START Document excerpt

The Funniest Tweets About ‘The Last of Us’ Episode 2

Bella Ramsey and Anna Torv as Ellie and Tess in The Last of Us episode 2.
HBO

“The Last of Us” episode 2 proved that last week’s episode wasn’t a fluke: the show is very, very good.

It begins with another chilling cold open that shows how the cordyceps fungus spread across the world from a flour and grain factory in Jakarta. “A perfect substrate,” declares a mycologist who’s called in to examine the first-ever infected corpse. When she hears about fifteen infected who are unaccounted for, she tells an army general the only way they can stop the spread is by bombing the city and everyone in it. Later, as Tess, Joel, and Ellie make their way through the city towards the Capitol Building, Tess tells Ellie that they bombed cities all over the world and that, grimly, “It worked here but it didn’t in most places.”

Where episode 1 set the stakes of the infection, episode 2 drives home how all-encompassing it is. Our trio’s journey is fraught with danger, whether it’s having to climb through the rubble of a collapsed hotel roof or watch where they step lest they awake nearby infected. Episode 2 also reveals one of the biggest changes the show makes from the game — the infection is spread by tendrils, not spores, and the infected are connected by networks of tendrils that act like a root system. Step on a tendril in one place and wake a thousand infected in another, who now know exactly where you are. It’s scary stuff, and a clever way to keep Pedro Pascal out of a gas mask for 60 per cent of the show.

END Document excerpt
START Information provided

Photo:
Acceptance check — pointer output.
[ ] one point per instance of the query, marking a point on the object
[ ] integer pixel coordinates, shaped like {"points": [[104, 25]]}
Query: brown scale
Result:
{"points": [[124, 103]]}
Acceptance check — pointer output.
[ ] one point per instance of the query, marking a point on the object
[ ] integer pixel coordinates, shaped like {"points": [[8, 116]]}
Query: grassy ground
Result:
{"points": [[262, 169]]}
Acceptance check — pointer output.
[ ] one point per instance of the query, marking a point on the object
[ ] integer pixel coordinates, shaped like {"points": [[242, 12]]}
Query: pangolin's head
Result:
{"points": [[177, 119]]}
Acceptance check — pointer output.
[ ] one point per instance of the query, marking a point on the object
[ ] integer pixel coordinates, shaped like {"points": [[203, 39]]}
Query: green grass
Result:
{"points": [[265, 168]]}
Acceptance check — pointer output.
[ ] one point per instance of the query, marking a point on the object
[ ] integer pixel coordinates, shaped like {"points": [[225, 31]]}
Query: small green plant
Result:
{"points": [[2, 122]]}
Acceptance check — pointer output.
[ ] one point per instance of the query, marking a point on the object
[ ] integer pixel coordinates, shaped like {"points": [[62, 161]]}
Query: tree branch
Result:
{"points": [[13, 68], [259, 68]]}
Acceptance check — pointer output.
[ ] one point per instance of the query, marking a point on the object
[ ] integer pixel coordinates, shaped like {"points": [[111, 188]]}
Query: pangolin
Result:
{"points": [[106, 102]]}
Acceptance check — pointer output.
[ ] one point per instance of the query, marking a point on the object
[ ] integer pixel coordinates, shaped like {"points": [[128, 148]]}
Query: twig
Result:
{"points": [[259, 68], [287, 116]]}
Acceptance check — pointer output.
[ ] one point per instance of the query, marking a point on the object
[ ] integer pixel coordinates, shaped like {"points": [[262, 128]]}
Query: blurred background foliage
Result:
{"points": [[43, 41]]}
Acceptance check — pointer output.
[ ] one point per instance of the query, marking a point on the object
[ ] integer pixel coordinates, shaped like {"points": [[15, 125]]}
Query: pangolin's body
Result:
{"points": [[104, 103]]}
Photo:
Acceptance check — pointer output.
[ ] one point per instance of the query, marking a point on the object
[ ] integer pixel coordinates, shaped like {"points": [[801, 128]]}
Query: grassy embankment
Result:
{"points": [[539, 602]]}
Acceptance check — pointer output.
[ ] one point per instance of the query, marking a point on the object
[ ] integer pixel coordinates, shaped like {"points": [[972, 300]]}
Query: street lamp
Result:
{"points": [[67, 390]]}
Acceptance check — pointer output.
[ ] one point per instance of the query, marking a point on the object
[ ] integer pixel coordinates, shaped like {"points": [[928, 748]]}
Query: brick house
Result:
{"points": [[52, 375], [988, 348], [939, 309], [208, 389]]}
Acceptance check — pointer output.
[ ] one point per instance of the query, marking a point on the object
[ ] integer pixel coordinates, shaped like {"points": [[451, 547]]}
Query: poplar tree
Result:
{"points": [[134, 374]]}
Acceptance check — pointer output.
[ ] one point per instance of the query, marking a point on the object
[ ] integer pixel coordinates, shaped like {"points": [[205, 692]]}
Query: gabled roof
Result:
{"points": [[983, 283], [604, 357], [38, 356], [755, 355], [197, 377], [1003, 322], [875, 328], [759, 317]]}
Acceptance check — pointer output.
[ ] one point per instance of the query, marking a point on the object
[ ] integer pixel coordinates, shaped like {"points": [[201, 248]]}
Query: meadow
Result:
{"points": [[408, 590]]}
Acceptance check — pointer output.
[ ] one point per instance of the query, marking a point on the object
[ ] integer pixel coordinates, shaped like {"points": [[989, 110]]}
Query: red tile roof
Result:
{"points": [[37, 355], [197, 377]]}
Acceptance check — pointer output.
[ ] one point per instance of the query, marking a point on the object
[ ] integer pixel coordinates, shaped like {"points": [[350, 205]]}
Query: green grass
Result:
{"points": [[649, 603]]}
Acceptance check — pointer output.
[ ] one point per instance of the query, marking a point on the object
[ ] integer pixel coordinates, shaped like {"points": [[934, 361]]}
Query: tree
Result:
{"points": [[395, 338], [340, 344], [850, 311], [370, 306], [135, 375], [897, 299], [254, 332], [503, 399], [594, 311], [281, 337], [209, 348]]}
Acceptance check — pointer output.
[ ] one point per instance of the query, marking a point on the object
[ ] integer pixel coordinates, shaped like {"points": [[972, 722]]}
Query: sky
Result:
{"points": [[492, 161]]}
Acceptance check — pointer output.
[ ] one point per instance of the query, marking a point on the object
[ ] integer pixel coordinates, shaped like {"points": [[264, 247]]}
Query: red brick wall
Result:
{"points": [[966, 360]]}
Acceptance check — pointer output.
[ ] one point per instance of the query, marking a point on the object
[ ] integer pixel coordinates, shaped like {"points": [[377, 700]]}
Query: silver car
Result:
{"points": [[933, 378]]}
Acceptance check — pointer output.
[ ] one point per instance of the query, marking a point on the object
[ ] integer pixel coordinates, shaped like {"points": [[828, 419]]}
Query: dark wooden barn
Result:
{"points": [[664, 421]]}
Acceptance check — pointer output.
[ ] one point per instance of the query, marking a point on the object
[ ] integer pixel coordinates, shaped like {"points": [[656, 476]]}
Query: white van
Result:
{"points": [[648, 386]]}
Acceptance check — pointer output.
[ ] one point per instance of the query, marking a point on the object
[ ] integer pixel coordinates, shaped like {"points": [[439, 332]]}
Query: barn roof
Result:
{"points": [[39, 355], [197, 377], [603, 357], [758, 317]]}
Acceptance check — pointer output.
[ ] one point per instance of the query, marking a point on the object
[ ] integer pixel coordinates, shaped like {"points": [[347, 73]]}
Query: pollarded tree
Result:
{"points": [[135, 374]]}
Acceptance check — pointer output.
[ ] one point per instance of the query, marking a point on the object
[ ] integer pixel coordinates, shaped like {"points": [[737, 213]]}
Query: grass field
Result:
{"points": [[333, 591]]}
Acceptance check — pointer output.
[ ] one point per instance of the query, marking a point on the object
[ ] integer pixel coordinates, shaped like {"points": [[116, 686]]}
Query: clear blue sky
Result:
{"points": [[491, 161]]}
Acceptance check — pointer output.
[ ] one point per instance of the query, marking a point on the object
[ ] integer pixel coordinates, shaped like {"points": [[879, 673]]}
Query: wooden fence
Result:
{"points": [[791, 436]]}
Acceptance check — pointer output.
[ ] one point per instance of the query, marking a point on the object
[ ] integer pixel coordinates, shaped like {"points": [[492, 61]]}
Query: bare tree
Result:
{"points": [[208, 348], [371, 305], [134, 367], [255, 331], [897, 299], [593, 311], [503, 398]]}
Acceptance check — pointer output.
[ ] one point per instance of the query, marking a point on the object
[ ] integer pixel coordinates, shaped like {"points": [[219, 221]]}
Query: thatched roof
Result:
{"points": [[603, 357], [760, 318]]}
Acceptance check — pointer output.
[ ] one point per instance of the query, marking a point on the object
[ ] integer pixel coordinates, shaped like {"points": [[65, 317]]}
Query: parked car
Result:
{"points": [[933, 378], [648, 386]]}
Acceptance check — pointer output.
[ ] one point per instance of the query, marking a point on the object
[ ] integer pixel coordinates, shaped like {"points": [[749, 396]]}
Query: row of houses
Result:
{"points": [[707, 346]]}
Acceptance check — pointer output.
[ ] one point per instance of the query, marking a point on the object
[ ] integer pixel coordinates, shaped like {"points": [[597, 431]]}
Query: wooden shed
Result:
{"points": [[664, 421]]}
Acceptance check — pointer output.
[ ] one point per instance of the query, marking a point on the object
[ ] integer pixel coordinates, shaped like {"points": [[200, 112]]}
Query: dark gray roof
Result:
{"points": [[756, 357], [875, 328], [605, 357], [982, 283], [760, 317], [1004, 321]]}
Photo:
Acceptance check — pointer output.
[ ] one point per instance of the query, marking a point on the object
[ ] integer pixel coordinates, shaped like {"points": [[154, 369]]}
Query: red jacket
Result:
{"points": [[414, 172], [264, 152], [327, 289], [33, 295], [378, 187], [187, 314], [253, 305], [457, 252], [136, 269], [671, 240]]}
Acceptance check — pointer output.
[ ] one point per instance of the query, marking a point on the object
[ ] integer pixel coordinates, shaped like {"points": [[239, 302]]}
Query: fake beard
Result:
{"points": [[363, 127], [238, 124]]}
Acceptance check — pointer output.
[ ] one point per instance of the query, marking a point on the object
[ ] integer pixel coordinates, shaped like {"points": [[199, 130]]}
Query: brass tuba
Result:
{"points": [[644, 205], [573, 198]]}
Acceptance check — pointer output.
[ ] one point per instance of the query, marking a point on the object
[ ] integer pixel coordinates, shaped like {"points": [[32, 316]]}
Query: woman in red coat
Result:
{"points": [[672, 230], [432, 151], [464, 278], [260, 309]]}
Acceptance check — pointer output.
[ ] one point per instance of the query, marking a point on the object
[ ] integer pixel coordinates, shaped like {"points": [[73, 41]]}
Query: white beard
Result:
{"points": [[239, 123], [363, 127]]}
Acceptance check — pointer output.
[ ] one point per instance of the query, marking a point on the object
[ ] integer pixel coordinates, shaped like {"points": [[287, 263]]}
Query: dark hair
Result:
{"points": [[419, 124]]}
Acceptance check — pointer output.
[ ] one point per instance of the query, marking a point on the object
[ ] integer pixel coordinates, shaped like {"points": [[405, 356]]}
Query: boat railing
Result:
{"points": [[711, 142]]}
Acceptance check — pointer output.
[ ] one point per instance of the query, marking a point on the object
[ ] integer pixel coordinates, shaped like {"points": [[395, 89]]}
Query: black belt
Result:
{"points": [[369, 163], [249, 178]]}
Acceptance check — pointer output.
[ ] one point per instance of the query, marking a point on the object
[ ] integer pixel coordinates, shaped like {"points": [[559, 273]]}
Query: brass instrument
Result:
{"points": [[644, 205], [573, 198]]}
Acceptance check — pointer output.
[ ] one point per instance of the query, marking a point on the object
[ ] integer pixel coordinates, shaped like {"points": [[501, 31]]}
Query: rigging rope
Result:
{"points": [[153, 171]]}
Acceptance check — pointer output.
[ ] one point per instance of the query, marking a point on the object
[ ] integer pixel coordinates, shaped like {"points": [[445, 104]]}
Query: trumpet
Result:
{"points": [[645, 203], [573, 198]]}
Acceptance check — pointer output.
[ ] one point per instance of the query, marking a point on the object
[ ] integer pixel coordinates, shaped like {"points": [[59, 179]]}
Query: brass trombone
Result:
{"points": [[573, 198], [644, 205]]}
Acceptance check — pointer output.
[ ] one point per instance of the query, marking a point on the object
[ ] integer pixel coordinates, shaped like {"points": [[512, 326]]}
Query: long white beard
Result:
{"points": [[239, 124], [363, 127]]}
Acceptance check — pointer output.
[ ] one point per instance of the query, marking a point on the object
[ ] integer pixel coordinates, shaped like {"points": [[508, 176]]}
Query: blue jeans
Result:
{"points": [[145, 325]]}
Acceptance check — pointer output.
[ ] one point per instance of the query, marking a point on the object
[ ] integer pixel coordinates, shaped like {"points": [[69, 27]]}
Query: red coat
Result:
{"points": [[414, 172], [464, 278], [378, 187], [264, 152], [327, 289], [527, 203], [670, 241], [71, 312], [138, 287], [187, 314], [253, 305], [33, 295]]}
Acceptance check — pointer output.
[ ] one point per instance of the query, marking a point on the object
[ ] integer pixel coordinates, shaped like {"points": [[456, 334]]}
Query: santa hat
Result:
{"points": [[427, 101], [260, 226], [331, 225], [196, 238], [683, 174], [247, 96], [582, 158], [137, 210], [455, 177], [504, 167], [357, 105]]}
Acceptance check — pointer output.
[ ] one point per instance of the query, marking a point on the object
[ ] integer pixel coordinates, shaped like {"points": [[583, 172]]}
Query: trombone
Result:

END Information provided

For each statement below, say yes or no according to the article on episode 2 of The Last of Us, and quote the words of the article that decide it.
1. The cordyceps fungus spread across the world from a flour and grain factory in Jakarta.
2. The show spreads the infection by spores.
3. Tess tells Ellie that bombing cities worked in most places.

1. Yes: "shows how the cordyceps fungus spread across the world from a flour and grain factory in Jakarta"
2. No: "the infection is spread by tendrils, not spores"
3. No: "It worked here but it didn’t in most places."